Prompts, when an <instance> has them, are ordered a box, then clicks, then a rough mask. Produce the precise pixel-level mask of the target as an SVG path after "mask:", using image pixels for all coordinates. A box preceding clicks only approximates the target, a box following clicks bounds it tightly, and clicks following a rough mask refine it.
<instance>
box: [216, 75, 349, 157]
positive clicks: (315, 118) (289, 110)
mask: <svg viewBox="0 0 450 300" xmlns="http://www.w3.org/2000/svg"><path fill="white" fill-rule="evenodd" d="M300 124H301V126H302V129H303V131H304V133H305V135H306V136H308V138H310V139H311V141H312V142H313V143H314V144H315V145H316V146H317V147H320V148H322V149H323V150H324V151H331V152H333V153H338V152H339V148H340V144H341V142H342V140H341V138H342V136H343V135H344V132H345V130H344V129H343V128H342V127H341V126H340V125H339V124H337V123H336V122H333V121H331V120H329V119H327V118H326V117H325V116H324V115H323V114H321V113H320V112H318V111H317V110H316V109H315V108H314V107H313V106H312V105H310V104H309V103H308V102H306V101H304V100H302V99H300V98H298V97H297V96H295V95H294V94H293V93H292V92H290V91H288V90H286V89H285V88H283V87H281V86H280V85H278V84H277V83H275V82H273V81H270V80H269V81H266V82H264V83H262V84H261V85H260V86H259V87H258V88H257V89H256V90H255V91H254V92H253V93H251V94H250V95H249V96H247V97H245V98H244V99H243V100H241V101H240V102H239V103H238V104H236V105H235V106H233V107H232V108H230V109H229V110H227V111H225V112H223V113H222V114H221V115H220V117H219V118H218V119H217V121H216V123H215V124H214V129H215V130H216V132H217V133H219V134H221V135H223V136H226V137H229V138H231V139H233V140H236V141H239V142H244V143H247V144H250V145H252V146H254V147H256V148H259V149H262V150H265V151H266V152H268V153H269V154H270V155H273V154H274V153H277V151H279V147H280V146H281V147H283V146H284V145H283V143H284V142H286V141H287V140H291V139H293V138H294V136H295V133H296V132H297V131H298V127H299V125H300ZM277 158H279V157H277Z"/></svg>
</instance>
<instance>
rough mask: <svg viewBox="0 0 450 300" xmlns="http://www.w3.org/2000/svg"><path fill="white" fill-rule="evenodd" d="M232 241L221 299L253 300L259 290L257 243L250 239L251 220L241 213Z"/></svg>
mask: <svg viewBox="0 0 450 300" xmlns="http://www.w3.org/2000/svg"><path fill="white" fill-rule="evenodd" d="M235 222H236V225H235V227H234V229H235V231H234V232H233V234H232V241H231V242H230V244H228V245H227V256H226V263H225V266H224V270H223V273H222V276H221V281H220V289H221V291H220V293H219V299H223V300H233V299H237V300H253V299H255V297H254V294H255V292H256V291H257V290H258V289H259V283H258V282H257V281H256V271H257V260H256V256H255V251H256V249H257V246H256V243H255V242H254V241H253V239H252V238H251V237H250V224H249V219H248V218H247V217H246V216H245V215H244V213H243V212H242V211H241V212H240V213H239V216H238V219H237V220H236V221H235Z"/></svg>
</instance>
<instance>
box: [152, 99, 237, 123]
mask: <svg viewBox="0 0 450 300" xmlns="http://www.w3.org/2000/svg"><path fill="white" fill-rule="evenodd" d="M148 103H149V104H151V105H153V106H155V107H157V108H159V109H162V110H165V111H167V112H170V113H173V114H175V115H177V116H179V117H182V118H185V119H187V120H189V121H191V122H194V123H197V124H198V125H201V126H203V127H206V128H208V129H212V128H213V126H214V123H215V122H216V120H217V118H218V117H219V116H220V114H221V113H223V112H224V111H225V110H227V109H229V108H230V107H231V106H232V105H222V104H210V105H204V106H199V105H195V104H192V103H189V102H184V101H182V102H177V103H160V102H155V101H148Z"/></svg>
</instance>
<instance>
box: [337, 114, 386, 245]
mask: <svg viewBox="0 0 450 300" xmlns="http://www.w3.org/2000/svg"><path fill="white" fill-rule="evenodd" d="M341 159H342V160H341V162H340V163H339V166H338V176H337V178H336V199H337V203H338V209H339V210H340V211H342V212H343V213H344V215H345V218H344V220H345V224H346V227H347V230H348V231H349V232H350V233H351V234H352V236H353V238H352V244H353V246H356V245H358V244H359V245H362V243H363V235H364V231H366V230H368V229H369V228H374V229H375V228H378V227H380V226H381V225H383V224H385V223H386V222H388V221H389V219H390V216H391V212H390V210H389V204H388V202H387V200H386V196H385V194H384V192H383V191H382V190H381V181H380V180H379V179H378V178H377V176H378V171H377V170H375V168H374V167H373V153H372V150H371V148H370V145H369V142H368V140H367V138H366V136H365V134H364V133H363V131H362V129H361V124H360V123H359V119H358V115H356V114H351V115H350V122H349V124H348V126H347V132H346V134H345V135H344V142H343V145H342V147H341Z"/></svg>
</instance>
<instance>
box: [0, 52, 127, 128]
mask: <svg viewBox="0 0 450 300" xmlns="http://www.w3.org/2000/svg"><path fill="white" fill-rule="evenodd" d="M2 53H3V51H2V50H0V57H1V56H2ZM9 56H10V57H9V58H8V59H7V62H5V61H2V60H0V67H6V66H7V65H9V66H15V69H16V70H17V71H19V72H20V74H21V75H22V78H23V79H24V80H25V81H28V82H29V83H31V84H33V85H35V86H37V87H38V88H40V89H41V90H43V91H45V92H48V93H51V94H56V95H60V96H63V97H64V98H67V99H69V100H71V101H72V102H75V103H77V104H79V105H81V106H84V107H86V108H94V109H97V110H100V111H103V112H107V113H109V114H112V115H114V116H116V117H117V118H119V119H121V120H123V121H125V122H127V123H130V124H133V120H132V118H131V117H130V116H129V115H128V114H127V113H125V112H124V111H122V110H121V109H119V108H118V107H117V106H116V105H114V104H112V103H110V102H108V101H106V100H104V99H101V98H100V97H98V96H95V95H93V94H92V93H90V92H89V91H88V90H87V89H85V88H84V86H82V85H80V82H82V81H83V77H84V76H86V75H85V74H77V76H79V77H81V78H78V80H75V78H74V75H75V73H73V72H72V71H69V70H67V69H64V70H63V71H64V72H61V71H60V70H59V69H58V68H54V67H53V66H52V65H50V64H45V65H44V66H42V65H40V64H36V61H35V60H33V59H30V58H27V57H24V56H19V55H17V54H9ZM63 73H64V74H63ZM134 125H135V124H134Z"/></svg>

Exercise goal: What is needed is an exact repetition of all the entries above.

Result for this task:
Prompts, when an <instance> has them, are ordered a box, then clicks, then a rough mask. Produce the precise pixel-level mask of the target as an SVG path after "mask:", using image pixels for all coordinates. A box preceding clicks only approximates the target, a box following clicks bounds it tightly, and clicks following a rough mask refine it.
<instance>
box: [216, 75, 349, 157]
positive clicks: (315, 118) (289, 110)
mask: <svg viewBox="0 0 450 300" xmlns="http://www.w3.org/2000/svg"><path fill="white" fill-rule="evenodd" d="M300 124H301V126H302V129H303V131H304V133H305V135H306V136H308V138H310V139H311V141H312V142H313V143H314V144H315V145H316V146H317V147H320V148H322V149H323V150H324V151H331V152H333V153H338V152H339V148H340V144H341V142H342V140H341V138H342V136H343V135H344V132H345V130H344V129H343V128H342V127H341V126H340V125H339V124H337V123H336V122H333V121H331V120H329V119H327V118H326V117H325V116H324V115H323V114H321V113H320V112H318V111H317V110H316V109H315V108H314V107H313V106H312V105H310V104H309V103H308V102H306V101H304V100H302V99H300V98H298V97H297V96H295V95H294V94H293V93H292V92H290V91H288V90H286V89H285V88H283V87H281V86H280V85H278V84H277V83H275V82H273V81H270V80H269V81H266V82H264V83H262V84H261V85H260V86H259V87H258V88H257V89H256V90H255V91H254V92H253V93H251V94H250V95H249V96H247V97H245V98H244V99H243V100H241V101H240V102H239V103H238V104H236V105H235V106H233V107H232V108H230V109H229V110H227V111H225V112H223V113H222V114H221V115H220V117H219V118H218V119H217V121H216V123H215V124H214V129H215V130H216V132H217V133H219V134H221V135H223V136H226V137H229V138H231V139H233V140H236V141H239V142H244V143H247V144H250V145H252V146H254V147H256V148H259V149H262V150H265V151H266V152H268V153H269V154H270V155H273V154H274V153H277V151H279V147H280V146H281V147H283V146H284V145H283V143H284V142H286V141H287V140H291V139H293V138H294V136H295V133H296V132H297V131H298V127H299V125H300ZM277 158H279V157H277Z"/></svg>
</instance>
<instance>
rough mask: <svg viewBox="0 0 450 300" xmlns="http://www.w3.org/2000/svg"><path fill="white" fill-rule="evenodd" d="M232 241L221 299L253 300L259 290L257 243L250 239L251 220L241 213Z"/></svg>
mask: <svg viewBox="0 0 450 300" xmlns="http://www.w3.org/2000/svg"><path fill="white" fill-rule="evenodd" d="M235 222H236V225H235V227H234V229H235V231H234V232H233V234H232V241H231V242H230V244H228V245H227V256H226V263H225V266H224V270H223V273H222V276H221V281H220V289H221V291H220V293H219V299H223V300H233V299H237V300H253V299H255V297H254V294H255V292H256V291H257V290H258V289H259V283H258V282H257V281H256V271H257V260H256V256H255V251H256V249H257V246H256V243H255V242H254V241H253V239H252V238H251V237H250V224H249V219H248V218H247V217H246V216H245V215H244V213H243V212H242V211H241V212H240V213H239V216H238V219H237V220H236V221H235Z"/></svg>
</instance>
<instance>
box: [152, 99, 237, 123]
mask: <svg viewBox="0 0 450 300" xmlns="http://www.w3.org/2000/svg"><path fill="white" fill-rule="evenodd" d="M148 103H149V104H151V105H153V106H155V107H157V108H159V109H162V110H165V111H167V112H170V113H173V114H175V115H177V116H179V117H182V118H185V119H187V120H189V121H191V122H194V123H197V124H198V125H201V126H203V127H206V128H208V129H212V128H213V126H214V123H215V122H216V120H217V118H218V117H219V116H220V114H221V113H223V112H224V111H225V110H227V109H229V108H230V107H231V106H232V105H222V104H210V105H204V106H199V105H195V104H192V103H189V102H184V101H182V102H177V103H160V102H155V101H148Z"/></svg>
</instance>
<instance>
box: [337, 114, 386, 245]
mask: <svg viewBox="0 0 450 300" xmlns="http://www.w3.org/2000/svg"><path fill="white" fill-rule="evenodd" d="M341 159H342V160H341V162H340V163H339V166H338V176H337V178H336V199H337V203H338V209H339V210H340V211H342V212H343V213H344V215H345V218H344V220H345V224H346V227H347V230H348V231H349V232H350V233H351V234H352V236H353V238H352V244H353V246H356V245H358V244H359V245H362V243H363V235H364V231H366V230H368V229H369V228H374V229H375V228H378V227H380V226H381V225H383V224H385V223H386V222H388V221H389V219H390V216H391V212H390V210H389V204H388V202H387V200H386V196H385V194H384V192H383V191H382V190H381V181H380V180H379V179H378V178H377V176H378V171H377V170H375V168H374V167H373V153H372V150H371V148H370V145H369V142H368V140H367V138H366V136H365V134H364V133H363V131H362V129H361V124H360V123H359V119H358V115H356V114H351V115H350V122H349V124H348V126H347V132H346V134H345V135H344V142H343V145H342V147H341Z"/></svg>
</instance>
<instance>
box: [0, 52, 127, 128]
mask: <svg viewBox="0 0 450 300" xmlns="http://www.w3.org/2000/svg"><path fill="white" fill-rule="evenodd" d="M2 53H3V51H2V50H0V57H1V56H2ZM9 56H10V57H9V58H8V59H7V62H5V61H2V60H0V67H6V66H7V65H9V66H15V69H16V70H17V71H19V72H20V74H21V75H22V78H23V79H24V80H25V81H28V82H29V83H31V84H33V85H35V86H37V87H38V88H40V89H41V90H43V91H45V92H48V93H51V94H56V95H60V96H63V97H64V98H67V99H69V100H71V101H72V102H75V103H77V104H79V105H81V106H84V107H86V108H94V109H97V110H100V111H103V112H107V113H109V114H112V115H114V116H116V117H117V118H119V119H121V120H123V121H125V122H127V123H130V124H133V120H132V118H131V117H130V116H129V115H128V114H127V113H125V112H124V111H122V110H121V109H119V108H118V107H117V106H116V105H114V104H112V103H110V102H108V101H106V100H104V99H101V98H100V97H98V96H95V95H93V94H92V93H90V92H89V91H88V90H87V89H85V88H84V86H82V85H80V82H82V81H83V77H84V76H86V75H85V74H77V76H79V77H81V78H78V80H75V78H74V75H75V73H73V72H72V71H69V70H67V69H64V70H63V71H64V72H61V71H60V70H59V69H58V68H54V67H53V66H52V65H50V64H45V65H44V66H42V65H40V64H36V61H35V60H33V59H30V58H27V57H24V56H19V55H17V54H9ZM63 73H64V74H63ZM134 125H135V124H134Z"/></svg>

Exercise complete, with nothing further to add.